Problem details
Duplicate the lines below word for word, leaving out the pictures.

>> BEGIN

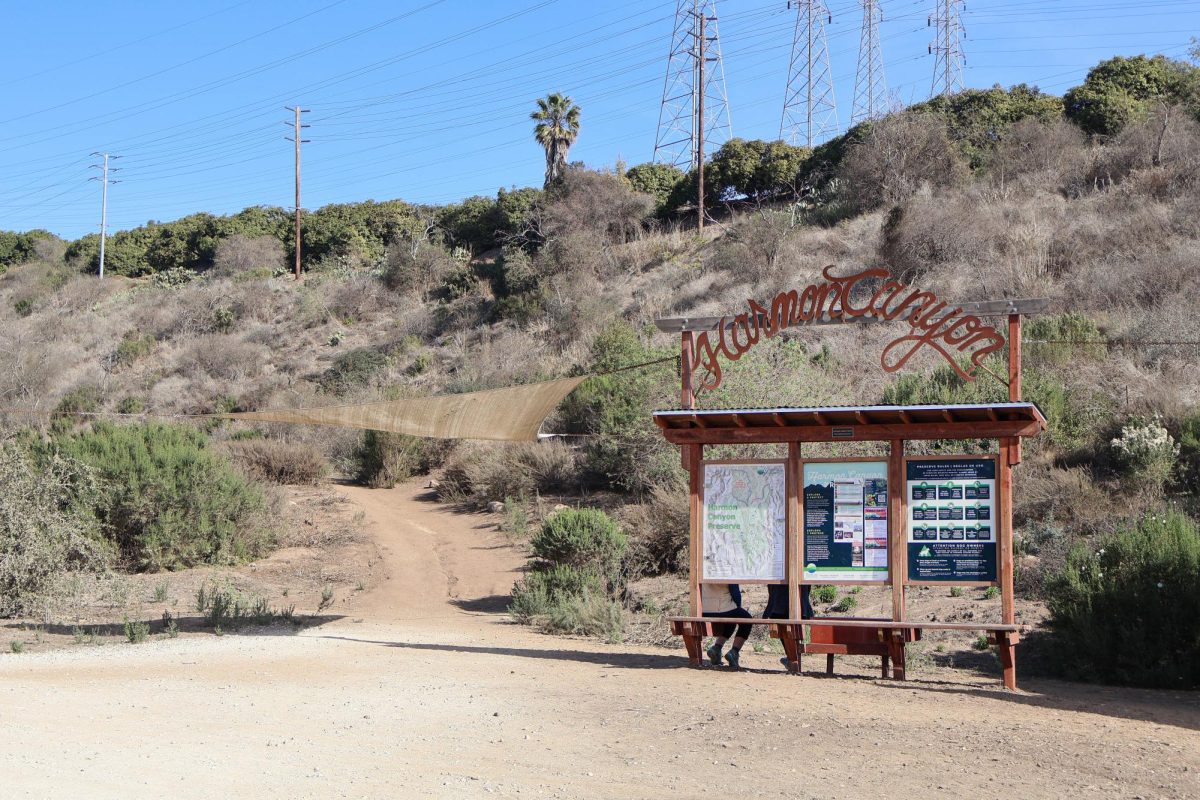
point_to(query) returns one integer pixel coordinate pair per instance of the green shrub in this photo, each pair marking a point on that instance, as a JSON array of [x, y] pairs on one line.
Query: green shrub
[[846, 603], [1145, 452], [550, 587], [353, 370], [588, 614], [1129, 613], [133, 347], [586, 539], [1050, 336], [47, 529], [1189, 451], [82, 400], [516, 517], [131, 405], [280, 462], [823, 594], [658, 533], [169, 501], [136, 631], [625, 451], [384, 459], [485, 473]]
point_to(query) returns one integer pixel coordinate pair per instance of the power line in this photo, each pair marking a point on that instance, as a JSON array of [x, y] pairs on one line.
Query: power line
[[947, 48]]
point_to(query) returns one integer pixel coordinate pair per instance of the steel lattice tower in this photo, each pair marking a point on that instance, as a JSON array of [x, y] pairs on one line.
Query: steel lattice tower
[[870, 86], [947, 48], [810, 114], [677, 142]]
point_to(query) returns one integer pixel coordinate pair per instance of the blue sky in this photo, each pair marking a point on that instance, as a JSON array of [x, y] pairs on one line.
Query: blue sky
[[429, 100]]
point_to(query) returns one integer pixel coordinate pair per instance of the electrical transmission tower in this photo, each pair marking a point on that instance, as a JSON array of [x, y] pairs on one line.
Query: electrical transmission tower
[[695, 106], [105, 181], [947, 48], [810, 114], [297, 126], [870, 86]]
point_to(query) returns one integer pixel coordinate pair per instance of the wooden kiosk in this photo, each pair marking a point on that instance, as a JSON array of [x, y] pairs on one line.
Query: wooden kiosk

>> END

Solution below
point_to(query) returns one integer pixel coordinate pair per instance of the green shrub in this photo, each pair marking a point on that instance, as a JSON array of [x, y] pairs on one line.
Query: green shrub
[[846, 603], [1145, 452], [550, 587], [353, 370], [588, 614], [1129, 613], [133, 347], [586, 539], [1050, 336], [47, 529], [1189, 451], [82, 400], [516, 517], [131, 405], [280, 462], [823, 594], [658, 533], [169, 501], [136, 631], [625, 451], [384, 459], [485, 473]]
point_to(query) returns one integer pixel coordinate pair per instance of the power line in this photo, each pair marking a point on that instance, as a JSON array of [x, y] pairs on one line.
Query: power line
[[947, 48]]
point_to(query) returns one integer pixel coordinate pair per instance of the steel lattice tower in this photo, each pair marking a point on that instance, as a JSON array of [x, y] pairs on one line.
Query: steel lattice tower
[[870, 86], [947, 48], [810, 114], [677, 142]]
point_to(query) returns one integer pixel coordinate pair per instance of the blue sky in this photo, each pair marking a point on that instance, as a JSON array of [x, y] pairs on one line.
Query: blue sky
[[429, 100]]
point_to(query) returns one integer pixel coordinate pair per instance of the electrical transmission tower in this photo, each pair marking a point on that instance, as a JSON array of [x, y] pairs on one line.
Query: electrical transmission tower
[[695, 106], [105, 181], [947, 48], [810, 114], [297, 126], [870, 86]]
point_to(query) returns one integer pixel coordinate pair per instance of the wooden kiosk in this photo, each pair marking a point on that instance, as a JSON array of [x, y] pairs on one line.
Query: wooden kiosk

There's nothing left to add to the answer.